▶ Teks yang Diberikan
####

Debat cawapres yang digelar pada 21 Januari kemarin membahas mengenai berbagai topik yang berkaitan dengan transisi energi, kelestarian lingkungan, dan keberlanjutan.
Dalam debat tersebut, salah satu momen yang menjadi highlight adalah perbincangan seputar greenflation.
Apa itu greenflation? Apa kaitannya dengan gerakan rompi kuning? Berikut penjelasannya.
Apa itu greenflation?
Seperti dijelaskan oleh Isabel Schnabel selaku anggota dewan eksekutif European Central Bank (ECB), istilah greenflation mengacu pada kenaikan harga bahan mentah yang dipicu oleh upaya transisi ke energi hijau.
Sebagaimana diketahui, banyak teknologi hijau membutuhkan logam atau mineral seperti tembaga, litium, dan kobalt dalam jumlah besar.
Untuk menggambarkan, kita bisa melihat laporan International Energy Agency (IEA) pada 2021 terkait peran penting mineral dalam transisi energi.
Perkiraannya, pembuatan satu unit mobil listrik membutuhkan sekitar 6 kali lebih banyak mineral dibanding mobil konvensional.
Demikian pula untuk pembangkit listrik tenaga bayu (PLTB), yang diperkirakan membutuhkan 9 kali lebih banyak mineral dalam pembangunannya dibanding pembangkit listrik tenaga gas (PLTG).

####

▶ Entri penunjukan dan pelabelan
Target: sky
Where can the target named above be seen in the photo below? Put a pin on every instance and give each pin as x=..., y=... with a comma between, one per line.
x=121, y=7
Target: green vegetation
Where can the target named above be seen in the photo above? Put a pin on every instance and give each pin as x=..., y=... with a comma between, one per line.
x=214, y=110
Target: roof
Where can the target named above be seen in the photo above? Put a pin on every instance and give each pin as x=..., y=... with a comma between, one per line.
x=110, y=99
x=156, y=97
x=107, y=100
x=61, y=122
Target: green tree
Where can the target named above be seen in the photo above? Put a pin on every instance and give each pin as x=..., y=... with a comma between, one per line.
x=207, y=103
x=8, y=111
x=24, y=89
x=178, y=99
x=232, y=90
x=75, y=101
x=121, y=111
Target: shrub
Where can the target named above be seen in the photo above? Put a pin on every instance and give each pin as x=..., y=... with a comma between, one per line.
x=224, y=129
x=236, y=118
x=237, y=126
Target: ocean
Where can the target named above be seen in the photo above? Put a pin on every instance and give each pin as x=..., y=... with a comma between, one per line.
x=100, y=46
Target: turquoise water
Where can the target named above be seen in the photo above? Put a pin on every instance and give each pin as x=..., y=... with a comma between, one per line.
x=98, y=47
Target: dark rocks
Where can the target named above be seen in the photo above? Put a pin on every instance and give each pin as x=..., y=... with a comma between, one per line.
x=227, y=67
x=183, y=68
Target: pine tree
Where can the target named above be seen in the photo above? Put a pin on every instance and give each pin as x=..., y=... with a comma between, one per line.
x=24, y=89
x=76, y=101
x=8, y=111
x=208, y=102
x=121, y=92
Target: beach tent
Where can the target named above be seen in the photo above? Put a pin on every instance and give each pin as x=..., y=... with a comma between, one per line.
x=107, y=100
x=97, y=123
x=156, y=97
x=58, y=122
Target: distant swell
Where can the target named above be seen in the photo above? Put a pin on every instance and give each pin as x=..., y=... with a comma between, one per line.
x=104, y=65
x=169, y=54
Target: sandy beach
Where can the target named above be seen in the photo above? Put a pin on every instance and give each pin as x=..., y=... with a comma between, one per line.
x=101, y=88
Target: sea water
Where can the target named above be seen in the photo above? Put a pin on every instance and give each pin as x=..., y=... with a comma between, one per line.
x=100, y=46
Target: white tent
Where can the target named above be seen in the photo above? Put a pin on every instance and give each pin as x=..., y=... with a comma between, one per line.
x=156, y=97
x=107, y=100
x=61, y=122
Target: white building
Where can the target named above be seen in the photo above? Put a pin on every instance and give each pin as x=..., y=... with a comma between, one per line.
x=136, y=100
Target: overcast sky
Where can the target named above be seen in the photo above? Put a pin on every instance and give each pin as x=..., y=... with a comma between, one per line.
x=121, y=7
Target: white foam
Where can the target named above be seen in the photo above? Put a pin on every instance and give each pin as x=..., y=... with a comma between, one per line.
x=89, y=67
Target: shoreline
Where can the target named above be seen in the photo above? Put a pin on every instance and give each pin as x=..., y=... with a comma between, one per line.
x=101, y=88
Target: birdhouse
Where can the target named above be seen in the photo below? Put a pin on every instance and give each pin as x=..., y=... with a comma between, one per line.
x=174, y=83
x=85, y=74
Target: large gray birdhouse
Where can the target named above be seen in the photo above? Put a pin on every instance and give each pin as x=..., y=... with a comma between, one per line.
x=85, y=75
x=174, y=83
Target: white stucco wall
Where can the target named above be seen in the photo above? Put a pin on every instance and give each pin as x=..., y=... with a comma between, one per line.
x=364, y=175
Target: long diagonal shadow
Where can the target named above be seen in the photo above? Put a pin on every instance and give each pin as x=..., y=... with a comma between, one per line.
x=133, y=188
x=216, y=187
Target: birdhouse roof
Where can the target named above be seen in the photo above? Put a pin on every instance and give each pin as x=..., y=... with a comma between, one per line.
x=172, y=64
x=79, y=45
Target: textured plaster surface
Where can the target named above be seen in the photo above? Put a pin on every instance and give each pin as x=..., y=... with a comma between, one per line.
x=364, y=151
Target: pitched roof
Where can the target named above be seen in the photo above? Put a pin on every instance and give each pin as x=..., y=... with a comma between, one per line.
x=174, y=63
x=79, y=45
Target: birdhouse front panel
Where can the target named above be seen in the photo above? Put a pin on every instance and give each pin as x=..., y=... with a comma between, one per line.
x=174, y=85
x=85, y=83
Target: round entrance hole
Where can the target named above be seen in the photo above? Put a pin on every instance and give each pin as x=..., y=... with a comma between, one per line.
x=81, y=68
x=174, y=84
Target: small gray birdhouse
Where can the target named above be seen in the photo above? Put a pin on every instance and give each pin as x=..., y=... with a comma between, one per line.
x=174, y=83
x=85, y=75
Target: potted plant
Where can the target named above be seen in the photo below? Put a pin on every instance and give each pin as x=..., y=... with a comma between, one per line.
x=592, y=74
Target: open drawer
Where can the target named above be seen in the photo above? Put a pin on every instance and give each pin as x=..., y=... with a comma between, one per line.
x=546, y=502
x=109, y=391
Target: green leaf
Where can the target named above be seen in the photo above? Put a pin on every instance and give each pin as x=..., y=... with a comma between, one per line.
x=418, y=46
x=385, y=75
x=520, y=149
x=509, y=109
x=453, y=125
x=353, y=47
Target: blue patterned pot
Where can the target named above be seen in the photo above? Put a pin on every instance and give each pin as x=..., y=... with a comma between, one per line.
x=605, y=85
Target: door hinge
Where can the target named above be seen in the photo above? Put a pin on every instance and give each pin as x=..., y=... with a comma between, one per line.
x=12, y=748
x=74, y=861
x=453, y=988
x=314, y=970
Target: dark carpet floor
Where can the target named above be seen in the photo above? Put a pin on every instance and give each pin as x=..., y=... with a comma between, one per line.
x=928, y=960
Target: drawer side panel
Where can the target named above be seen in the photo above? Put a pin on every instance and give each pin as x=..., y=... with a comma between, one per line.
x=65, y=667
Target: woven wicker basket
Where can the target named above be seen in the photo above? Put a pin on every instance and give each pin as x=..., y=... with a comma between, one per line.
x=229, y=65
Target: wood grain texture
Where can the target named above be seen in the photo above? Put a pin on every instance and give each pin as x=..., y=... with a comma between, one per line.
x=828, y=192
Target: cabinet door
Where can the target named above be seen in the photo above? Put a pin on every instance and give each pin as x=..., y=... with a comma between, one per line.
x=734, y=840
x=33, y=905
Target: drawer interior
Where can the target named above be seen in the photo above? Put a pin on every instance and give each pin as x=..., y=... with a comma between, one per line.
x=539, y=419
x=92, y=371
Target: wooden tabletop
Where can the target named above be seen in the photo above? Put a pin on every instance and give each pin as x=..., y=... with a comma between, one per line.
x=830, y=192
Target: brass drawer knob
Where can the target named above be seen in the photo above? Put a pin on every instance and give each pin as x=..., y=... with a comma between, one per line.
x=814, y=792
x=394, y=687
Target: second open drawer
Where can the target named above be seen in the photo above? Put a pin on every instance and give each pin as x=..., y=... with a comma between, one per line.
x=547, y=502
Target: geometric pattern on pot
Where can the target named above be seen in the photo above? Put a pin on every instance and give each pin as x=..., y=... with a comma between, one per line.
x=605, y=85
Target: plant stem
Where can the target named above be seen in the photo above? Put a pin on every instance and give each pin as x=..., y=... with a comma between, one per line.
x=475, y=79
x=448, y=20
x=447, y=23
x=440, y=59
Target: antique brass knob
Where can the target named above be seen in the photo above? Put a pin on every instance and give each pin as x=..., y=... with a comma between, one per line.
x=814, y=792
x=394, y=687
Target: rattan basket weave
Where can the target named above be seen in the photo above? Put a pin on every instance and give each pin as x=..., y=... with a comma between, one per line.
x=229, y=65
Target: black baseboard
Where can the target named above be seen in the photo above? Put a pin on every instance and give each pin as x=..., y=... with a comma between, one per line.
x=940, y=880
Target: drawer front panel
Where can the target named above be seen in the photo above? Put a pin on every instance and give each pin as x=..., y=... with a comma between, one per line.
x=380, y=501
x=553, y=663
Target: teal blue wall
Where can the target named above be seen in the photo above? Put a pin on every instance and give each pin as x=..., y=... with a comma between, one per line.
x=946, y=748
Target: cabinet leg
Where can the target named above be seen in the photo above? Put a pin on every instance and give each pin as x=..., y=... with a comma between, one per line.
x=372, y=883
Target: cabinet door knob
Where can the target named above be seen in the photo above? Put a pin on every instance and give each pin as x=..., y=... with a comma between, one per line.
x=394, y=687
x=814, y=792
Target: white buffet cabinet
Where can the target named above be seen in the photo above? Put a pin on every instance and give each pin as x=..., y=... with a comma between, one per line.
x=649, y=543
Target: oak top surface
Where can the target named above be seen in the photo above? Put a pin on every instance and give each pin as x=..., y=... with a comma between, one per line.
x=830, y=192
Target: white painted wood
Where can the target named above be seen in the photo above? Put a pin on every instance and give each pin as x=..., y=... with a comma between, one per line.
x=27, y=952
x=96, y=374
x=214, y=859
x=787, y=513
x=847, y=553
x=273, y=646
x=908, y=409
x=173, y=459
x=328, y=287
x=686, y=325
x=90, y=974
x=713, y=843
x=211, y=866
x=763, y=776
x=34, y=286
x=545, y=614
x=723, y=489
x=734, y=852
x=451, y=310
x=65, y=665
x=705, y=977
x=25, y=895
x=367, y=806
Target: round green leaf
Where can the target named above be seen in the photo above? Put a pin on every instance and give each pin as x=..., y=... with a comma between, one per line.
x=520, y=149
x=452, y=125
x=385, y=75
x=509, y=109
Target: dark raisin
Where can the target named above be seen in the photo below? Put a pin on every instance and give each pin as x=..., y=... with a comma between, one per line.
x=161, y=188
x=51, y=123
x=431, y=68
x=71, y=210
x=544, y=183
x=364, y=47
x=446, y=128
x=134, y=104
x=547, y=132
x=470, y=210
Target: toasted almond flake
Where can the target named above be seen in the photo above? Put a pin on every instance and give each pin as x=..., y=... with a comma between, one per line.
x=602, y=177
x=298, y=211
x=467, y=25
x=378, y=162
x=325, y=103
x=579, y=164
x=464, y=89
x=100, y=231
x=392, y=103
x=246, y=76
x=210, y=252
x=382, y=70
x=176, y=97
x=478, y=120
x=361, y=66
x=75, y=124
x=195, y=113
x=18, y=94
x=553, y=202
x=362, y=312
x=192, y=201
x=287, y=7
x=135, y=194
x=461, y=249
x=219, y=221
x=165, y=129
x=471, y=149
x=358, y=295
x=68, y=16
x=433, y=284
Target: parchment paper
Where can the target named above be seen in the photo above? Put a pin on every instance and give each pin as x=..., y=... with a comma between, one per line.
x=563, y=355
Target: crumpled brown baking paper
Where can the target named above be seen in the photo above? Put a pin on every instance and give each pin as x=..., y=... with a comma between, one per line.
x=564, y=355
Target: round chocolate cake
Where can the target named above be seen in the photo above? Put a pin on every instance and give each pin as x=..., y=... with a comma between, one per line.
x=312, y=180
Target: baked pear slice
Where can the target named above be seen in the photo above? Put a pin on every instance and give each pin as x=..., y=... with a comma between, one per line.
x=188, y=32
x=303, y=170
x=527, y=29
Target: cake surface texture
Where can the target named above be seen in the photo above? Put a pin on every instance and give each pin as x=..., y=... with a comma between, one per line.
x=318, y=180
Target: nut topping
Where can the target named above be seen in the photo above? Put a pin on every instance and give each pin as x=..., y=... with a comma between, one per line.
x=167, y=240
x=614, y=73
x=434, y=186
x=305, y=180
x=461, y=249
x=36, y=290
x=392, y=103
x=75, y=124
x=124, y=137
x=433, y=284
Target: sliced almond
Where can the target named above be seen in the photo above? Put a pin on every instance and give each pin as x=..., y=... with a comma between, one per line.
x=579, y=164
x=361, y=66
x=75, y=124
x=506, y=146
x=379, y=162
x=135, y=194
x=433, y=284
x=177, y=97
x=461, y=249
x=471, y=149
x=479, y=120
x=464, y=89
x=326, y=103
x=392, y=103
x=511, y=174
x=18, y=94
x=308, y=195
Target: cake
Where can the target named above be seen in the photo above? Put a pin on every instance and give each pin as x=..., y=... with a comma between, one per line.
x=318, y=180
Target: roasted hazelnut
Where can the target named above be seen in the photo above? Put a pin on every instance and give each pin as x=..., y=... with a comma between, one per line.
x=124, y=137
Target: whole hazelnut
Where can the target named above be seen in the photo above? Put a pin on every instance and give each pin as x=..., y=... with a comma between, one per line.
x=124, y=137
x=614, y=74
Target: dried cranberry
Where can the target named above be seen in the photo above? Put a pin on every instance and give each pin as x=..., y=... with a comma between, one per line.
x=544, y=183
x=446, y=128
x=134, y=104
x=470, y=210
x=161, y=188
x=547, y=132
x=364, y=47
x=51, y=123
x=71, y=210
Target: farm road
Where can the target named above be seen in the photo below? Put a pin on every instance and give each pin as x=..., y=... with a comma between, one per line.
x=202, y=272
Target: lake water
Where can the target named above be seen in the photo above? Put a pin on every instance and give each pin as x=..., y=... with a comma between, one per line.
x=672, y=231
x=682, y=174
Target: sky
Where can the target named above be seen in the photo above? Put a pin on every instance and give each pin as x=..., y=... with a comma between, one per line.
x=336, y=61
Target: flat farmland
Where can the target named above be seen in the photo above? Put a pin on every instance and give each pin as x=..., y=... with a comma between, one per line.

####

▶ Petunjuk
Tulis ulang seluruh teks tentang greenflation itu tanpa mengubah satu kata pun. Catatan tersebut tidak diperlukan di sini.

▶ Hasil Latihan
Debat cawapres yang digelar pada 21 Januari kemarin membahas mengenai berbagai topik yang berkaitan dengan transisi energi, kelestarian lingkungan, dan keberlanjutan.
Dalam debat tersebut, salah satu momen yang menjadi highlight adalah perbincangan seputar greenflation.
Apa itu greenflation? Apa kaitannya dengan gerakan rompi kuning? Berikut penjelasannya.
Apa itu greenflation?
Seperti dijelaskan oleh Isabel Schnabel selaku anggota dewan eksekutif European Central Bank (ECB), istilah greenflation mengacu pada kenaikan harga bahan mentah yang dipicu oleh upaya transisi ke energi hijau.
Sebagaimana diketahui, banyak teknologi hijau membutuhkan logam atau mineral seperti tembaga, litium, dan kobalt dalam jumlah besar.
Untuk menggambarkan, kita bisa melihat laporan International Energy Agency (IEA) pada 2021 terkait peran penting mineral dalam transisi energi.
Perkiraannya, pembuatan satu unit mobil listrik membutuhkan sekitar 6 kali lebih banyak mineral dibanding mobil konvensional.
Demikian pula untuk pembangkit listrik tenaga bayu (PLTB), yang diperkirakan membutuhkan 9 kali lebih banyak mineral dalam pembangunannya dibanding pembangkit listrik tenaga gas (PLTG).